:: INSTRUCTIONS TO FOLLOW ::
Write the next part of the essay on player empathy for video game characters, beginning right after its last sentence.

:: PAGE EXCERPT ::
“What we want in general from a videogame story is not interactive narrative at all, but a sophisticated illusion that gives us pleasure without responsibility …”
– Trigger Happy: The Inner Life of Videogames by Steven Poole
Be honest. You don’t care. Not really. All those characters that looked to you to guard their safety in one hazardous environment after another were all expendable. The times PacMan wilted into nothing because you didn’t spot the ghosts closing in. The times Vice City‘s Tommy Vercetti couldn’t quite evade the pursuing FBI because you didn’t find a getaway vehicle in time. All the times the Prince of Persia plunged to his death because you could quite get his jump right. And you didn’t shed a single tear of sorrow for any of them.
Sure, you might have yelled out in frustration, but that’s self-interest, not the same as caring for the character in question. As both the journalist Steven Poole and the academic Jesper Juul have independently observed, a key component of more conventional narrative forms like the novel and cinema is the very aspect of irreversibility. In other words, you weep over the death of Ali McGraw’s character in the film Love Story because you know she isn’t going to spring back to life and end the film tripping through fields of corn with Ryan O’Neal.
Most video games are not the same as films, novels, or theatre plays, at least not in this regard. If the main character, the avatar, ends up dead, then don’t worry; hit restart and play again. So, if you don’t care each time Sonic, Max Payne, or Mario ends up dead, then don’t worry; it’s not surprising. In the video game world, nothing is forever. This, from the viewpoint of the people who make games, renders the question of enabling player empathy very tricky. Why care about a character who, Lazarus-like, can be resurrected moments after some unfortunate demise? Like London buses, there’ll be another one in a moment.
How to make people care about video game characters has been exercising my thoughts a lot of late. I’ve spent the last few weeks putting the finishing touches to the script elements of an online game I’ve been working on. Not only do I have the blistered fingers to prove it, but I also have the indentations from an overly furrowed brow trying to solve the question of character empathy.
The project I’ve been working on is called the NOKs Collecting Battles game. The best way to describe it is as a kind of cross between Pokemon and the X-Men. The player gets to fight battles (and there are some mean fights) and collects various characters on their computer’s desktop. Not only that, but the player can then communicate with these characters by typing questions and responding to prompts from the character in question.
The game’s premise is that these characters have escaped from an alternate dimension and broken into our reality. In the process, they’ve brought a ferocious war between the Mindians and the Bodians, two titanic armies joined in a seemingly perpetual struggle to control the Multiverse (that’s like the universe, only bigger. Keep up at the back). In the forthcoming version of the game, the Mindians and Bodians are both searching for the so-called Ultimate Weapon, an energy force that can take the shape of any organic or inorganic form. Mindians and Bodians believe that possessing the Ultimate Weapon will guarantee their success in the ongoing war. Suffice it to say that the player will perform a pivotal role in the war’s outcome.

Dataset excerpt:
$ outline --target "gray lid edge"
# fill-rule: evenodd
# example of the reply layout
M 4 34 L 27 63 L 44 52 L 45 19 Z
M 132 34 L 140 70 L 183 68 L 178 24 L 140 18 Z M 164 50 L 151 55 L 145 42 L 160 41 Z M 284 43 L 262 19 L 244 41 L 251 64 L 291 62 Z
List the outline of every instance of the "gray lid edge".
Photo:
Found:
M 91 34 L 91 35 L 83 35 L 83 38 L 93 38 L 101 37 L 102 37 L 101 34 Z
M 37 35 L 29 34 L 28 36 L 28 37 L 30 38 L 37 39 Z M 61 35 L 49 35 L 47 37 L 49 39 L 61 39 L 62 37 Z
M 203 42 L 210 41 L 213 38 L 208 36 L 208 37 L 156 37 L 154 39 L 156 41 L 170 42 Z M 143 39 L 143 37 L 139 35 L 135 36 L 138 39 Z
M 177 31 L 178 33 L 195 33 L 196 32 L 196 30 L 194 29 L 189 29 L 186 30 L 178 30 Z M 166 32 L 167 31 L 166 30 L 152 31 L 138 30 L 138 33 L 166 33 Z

:: RESULT OF THIS EXERCISE ::
The characters themselves are an eclectic bunch. The Bodians’ Commander is a statuesque blonde woman called Nicole de Simone, who combines her role as leader of the Bodian army on Earth with a career as a transdimensional pop singer. Among her troops is a group of lovable-looking babies whose cutesy appearances belie an appetite for fighting in the game’s highly addictive combat zone, otherwise known as the Nuclear War.
Their Mindian adversaries are equally varied: the game features a group of fey-looking alien types who comprise the ‘Holy Family’, a Mafia-like collection of religious zealots who orchestrate the Mindian forces. These forces include the Troll Squad, a collection of gawky-looking and downright abusive fiends whose fidelity to the Mindian cause is questionable, to say the least.
The Mindians and Bodians are joined by various interlopers who haven’t joined up to either Mindian and Bodian cause, or at least won’t admit to it. These include the NokMan, a part-cybernetic rocket-charged Adonis who firmly resents the arrival of fellow NOKs into Earth’s reality on the logical basis that they’ll be bad for his Unique Selling Point as Greenwich Village’s resident superhero. And Lewis Carroll’s canny Alice gets another trip to video game land and assorted other Wonderland characters. Throw in some footballers, talking tanks, policemen, and DJs, and you have a postmodern melange of characters familiar from the last 40 years or so of video game history together.
The game is a comprehensive revamp of a title previously released in Israel by Atari. It’s been developed by an outfit called NOKs Technologies, which is now based in New York. The CEO is a man called Lior Messinger, who, in the age of email, MSN Messenger, and Skype, I’ve only had the pleasure of meeting once, during a fleeting visit to NYC. Lior is that unusual mix of an incredibly talented professional and terrifically nice guy, which has made our transatlantic conversations all the more fun. His team of designers, programmers, and composers are a similarly gifted bunch of individuals.
My initial task was to construct an overarching storyline that could connect all these disparate characters. An ongoing war into which the Earth is unwillingly thrust seemed a logical solution, one attuned to real-world events. At the same time, it was important for the success of the game to engender genuine emotions from the player towards these often bizarre characters.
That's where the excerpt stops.